**INPUT RECORDS:**
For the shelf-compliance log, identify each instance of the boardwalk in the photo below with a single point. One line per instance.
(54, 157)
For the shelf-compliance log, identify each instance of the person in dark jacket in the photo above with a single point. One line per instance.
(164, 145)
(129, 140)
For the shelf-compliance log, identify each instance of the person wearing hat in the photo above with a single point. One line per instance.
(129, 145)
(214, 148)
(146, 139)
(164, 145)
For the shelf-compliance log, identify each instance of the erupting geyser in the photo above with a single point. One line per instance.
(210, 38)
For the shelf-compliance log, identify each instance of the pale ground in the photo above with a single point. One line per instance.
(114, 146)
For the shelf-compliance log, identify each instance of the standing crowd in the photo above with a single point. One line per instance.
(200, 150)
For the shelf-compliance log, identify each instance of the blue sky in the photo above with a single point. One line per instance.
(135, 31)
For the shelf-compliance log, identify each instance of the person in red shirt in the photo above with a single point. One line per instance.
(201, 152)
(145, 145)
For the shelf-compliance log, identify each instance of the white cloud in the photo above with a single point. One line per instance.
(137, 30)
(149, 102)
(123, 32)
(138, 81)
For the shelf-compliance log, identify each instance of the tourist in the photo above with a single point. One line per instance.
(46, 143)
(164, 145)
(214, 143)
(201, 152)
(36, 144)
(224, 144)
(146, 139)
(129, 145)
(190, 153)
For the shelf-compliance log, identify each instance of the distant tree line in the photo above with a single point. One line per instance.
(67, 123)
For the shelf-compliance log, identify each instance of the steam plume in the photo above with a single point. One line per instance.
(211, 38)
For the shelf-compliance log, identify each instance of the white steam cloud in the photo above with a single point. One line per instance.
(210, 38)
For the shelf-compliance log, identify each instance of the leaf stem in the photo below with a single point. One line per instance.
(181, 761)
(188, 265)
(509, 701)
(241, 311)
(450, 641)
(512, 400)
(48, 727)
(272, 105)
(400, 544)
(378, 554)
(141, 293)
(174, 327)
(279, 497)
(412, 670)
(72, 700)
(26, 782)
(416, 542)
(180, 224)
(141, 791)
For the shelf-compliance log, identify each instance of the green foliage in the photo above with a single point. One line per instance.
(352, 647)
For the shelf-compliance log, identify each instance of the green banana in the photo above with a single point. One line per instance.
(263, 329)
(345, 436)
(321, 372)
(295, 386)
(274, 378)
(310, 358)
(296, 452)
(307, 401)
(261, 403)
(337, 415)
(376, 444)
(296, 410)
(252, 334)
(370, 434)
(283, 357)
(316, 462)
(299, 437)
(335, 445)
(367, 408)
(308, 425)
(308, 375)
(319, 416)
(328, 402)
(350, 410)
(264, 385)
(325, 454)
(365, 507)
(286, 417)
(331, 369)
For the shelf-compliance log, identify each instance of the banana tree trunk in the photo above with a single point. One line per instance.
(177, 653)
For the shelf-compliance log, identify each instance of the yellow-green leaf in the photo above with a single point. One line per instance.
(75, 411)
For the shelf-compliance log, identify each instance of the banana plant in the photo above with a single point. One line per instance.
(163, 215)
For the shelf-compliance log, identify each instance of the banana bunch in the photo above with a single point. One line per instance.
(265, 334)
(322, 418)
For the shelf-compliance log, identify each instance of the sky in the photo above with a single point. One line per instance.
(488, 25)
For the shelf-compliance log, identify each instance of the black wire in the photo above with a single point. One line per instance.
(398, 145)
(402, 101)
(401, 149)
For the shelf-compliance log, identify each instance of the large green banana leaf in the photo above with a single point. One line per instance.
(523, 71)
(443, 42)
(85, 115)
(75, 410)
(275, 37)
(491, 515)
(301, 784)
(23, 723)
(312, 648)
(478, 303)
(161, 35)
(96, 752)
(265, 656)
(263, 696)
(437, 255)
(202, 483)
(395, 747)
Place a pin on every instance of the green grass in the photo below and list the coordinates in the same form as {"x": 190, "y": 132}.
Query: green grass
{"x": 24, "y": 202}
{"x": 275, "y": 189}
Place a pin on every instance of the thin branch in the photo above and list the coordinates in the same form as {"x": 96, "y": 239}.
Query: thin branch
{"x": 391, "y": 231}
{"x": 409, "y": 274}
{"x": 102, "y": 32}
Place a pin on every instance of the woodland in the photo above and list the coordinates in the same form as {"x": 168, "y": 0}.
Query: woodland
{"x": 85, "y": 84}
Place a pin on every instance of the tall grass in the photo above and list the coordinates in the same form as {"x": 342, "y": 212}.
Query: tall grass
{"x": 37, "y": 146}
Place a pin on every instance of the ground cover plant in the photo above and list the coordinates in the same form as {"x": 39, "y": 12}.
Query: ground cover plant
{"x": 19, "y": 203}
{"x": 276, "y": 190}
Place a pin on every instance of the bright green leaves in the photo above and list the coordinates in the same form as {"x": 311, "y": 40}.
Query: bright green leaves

**DIRECTIONS:**
The answer must be a single number: how many lines of the entries contain "leaves".

**REPLY:**
2